:: SUPPLIED PASSAGE ::
Skip to main content

A CLI tool to crawl developer documentation sites and save pages as Markdown using crawl4ai.

Project description

DevDoc Crawler

A CLI tool to crawl developer documentation websites and save each page as a Markdown file.

This tool uses crawl4ai to perform deep crawling and extract content suitable for ingestion into RAG pipelines or direct use with LLMs.

Features

  • Crawls websites starting from a given URL.
  • Uses crawl4ai's deep crawling (BFSDeepCrawlStrategy by default).
  • Stays within the original domain (does not follow external links).
  • Saves the markdown content of each successfully crawled page.
  • Organizes output into a subdirectory named after the crawled domain (e.g., output_dir/docs_example_com/).
  • Attempts to preserve the URL path structure within the domain subdirectory.
  • Offers a streaming mode (--stream, enabled by default) to process pages as they arrive.

Installation (Recommended: pipx)

Using pipx is recommended as it installs the tool and its dependencies in an isolated environment, preventing conflicts with other Python projects.

# Ensure you have Python 3.12+ and pipx installed (pip install pipx)

pipx install devdocs-crawler

# To upgrade later:
pipx upgrade devdocs-crawler

Alternative Installation (pip)

You can also install using pip directly (ideally within a virtual environment):

# Ensure you have Python 3.12+ installed

pip install devdocs-crawler

Usage

# Basic usage (crawl depth 1, stream enabled by default)
# Saves to ./devdocs_crawler_output/<domain_name>/
# Example: Saves to ./devdocs_crawler_output/docs_python_org/
devdocs-crawler https://docs.python.org/3/

# Specify a different base output directory
# Example: Saves to ./python_docs/docs_python_org/
devdocs-crawler https://docs.python.org/3/ -o ./python_docs

# Example: Crawl Neo4j GDS docs (depth 2)
# Example: Saves to ./devdocs_crawler_output/neo4j_com/
devdocs-crawler https://neo4j.com/docs/graph-data-science/current/ -d 2

# Example: Disable streaming
devdocs-crawler https://docs.example.com --no-stream

Options:

  • start_url: (Required) The starting URL for the crawl (must include scheme like https://).
:::
:: PROVIDED DATA ::
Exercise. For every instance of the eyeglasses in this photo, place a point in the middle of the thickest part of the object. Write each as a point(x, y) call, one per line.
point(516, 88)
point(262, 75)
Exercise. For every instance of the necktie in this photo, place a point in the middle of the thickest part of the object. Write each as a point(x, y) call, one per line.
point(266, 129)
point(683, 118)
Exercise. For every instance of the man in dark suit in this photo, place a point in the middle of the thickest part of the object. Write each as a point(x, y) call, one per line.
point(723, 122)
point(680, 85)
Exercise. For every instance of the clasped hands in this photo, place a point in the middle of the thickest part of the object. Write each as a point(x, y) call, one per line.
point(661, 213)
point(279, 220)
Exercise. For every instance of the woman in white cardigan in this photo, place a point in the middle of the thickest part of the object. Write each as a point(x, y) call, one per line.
:::
Using the DevDoc Crawler page, explain in one to three sentences why pipx is the recommended way to install the tool. The data has no role in what follows.

## WRITTEN RESPONSE
Pipx installs the tool and its dependencies in an isolated environment. That isolation prevents conflicts with other Python projects.